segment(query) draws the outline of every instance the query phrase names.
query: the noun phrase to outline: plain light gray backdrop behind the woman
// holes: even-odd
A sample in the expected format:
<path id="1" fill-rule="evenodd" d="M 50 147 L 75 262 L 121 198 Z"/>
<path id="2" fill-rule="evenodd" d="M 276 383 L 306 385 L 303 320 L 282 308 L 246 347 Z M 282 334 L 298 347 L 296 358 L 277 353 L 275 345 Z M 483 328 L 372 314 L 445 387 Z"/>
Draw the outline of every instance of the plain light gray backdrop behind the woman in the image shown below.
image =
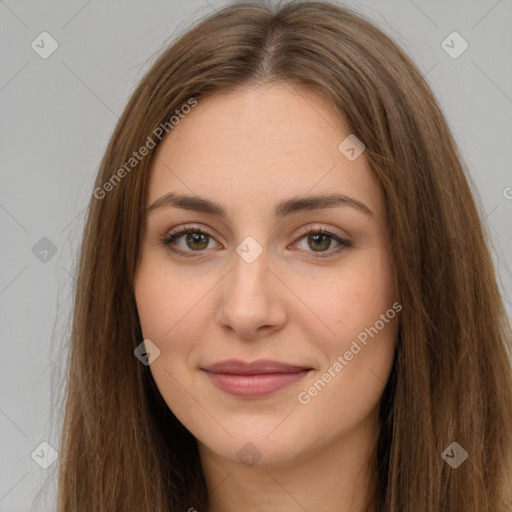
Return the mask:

==

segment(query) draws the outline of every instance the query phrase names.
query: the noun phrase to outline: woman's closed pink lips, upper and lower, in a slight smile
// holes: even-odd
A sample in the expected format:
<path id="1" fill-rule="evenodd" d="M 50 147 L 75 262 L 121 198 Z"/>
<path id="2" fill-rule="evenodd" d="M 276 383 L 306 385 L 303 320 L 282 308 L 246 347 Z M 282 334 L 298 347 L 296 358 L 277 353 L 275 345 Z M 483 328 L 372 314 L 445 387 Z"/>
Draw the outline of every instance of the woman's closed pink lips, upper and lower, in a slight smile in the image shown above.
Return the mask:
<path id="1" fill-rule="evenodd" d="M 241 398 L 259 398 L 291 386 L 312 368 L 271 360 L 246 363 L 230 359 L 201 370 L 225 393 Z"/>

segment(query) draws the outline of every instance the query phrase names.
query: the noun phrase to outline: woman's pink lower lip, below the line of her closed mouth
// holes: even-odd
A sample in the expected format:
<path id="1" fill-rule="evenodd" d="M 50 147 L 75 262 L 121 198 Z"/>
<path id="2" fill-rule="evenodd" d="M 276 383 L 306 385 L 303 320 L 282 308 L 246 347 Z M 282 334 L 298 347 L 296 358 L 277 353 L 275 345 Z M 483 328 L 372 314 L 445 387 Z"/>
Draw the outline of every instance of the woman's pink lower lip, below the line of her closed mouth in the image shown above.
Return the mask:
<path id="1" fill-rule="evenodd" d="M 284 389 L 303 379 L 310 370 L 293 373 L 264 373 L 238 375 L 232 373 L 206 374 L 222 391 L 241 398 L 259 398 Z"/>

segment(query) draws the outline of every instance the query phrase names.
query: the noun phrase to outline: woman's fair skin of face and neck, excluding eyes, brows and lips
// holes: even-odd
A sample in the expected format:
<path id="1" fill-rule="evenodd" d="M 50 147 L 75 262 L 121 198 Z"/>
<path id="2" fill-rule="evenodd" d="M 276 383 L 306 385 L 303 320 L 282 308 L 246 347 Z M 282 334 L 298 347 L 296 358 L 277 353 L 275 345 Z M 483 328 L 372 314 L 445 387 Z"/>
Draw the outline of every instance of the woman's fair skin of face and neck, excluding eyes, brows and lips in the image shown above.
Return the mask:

About this task
Copy out every line of the material above that contains the string "backdrop".

Exercise response
query: the noun phrase to outline: plain light gray backdrop behind the woman
Draw the outline of every instance of the plain light gray backdrop behind the woman in the image shown below.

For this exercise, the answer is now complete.